Written exercise >> Copy the listing below line for line, keeping every character unchanged.

Dataset listing:

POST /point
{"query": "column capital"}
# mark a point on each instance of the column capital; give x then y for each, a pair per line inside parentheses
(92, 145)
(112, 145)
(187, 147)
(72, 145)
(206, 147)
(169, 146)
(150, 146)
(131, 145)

The solution >>
POST /point
{"query": "column capital"}
# mark a point on each instance of the column capital; give x then y for each, a pair per line inside parentheses
(92, 145)
(112, 145)
(187, 147)
(72, 145)
(206, 147)
(169, 146)
(150, 146)
(131, 145)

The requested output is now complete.